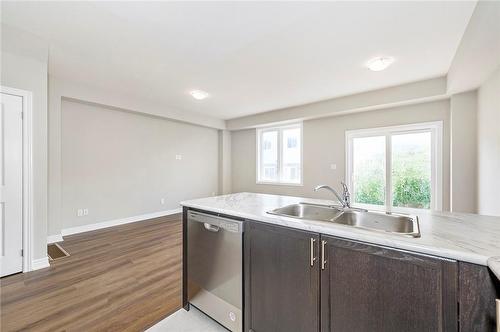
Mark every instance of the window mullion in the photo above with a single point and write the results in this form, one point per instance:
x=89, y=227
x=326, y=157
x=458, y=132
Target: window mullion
x=388, y=172
x=280, y=155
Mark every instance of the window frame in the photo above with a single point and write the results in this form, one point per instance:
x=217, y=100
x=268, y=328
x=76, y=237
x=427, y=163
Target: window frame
x=436, y=130
x=259, y=132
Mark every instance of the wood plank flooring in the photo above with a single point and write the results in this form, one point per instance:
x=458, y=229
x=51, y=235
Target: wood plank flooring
x=123, y=278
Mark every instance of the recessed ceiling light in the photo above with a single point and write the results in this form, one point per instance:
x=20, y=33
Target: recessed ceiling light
x=199, y=94
x=380, y=63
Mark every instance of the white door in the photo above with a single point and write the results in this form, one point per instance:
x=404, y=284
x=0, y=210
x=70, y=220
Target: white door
x=11, y=185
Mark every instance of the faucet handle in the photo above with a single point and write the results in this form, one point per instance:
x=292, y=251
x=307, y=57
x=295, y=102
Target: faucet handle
x=346, y=195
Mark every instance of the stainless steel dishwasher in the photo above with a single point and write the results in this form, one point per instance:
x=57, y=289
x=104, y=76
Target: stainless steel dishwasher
x=215, y=267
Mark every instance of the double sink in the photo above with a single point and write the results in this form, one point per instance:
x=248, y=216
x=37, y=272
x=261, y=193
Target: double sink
x=376, y=221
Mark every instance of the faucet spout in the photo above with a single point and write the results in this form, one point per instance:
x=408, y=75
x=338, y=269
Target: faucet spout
x=341, y=199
※
Reproduce the data above word for word, starting at its beginning and ending with the line containing "x=346, y=195", including both ends. Omit the pictures.

Mark every instance of the window mullion in the photo above with a single point and write the results in this form, one point per instance:
x=89, y=227
x=326, y=157
x=458, y=132
Target: window mullion
x=388, y=172
x=280, y=155
Mark every instance of the window frame in the photo above with a single point and write the results in this form, one point per instance:
x=217, y=100
x=268, y=328
x=76, y=237
x=427, y=163
Target: window frame
x=436, y=130
x=259, y=132
Mark every instance of the wood plank flooring in the photo above with a single point and write the results in this form, one point per instance:
x=458, y=229
x=51, y=235
Target: wood plank flooring
x=123, y=278
Mark every instance of the recessed ceiling light in the photo above with a single point and write the results in this form, one point per instance:
x=20, y=33
Target: recessed ceiling light
x=199, y=94
x=380, y=63
Mark every instance of the white door in the photo above with a single point and write the results in this form, one point per instance:
x=404, y=284
x=0, y=210
x=70, y=220
Target: white door
x=11, y=185
Mark every instance of the faucet handle in the photo above with a single point and write the results in this form, one point per instance:
x=292, y=251
x=307, y=57
x=295, y=102
Target: faucet handle
x=346, y=195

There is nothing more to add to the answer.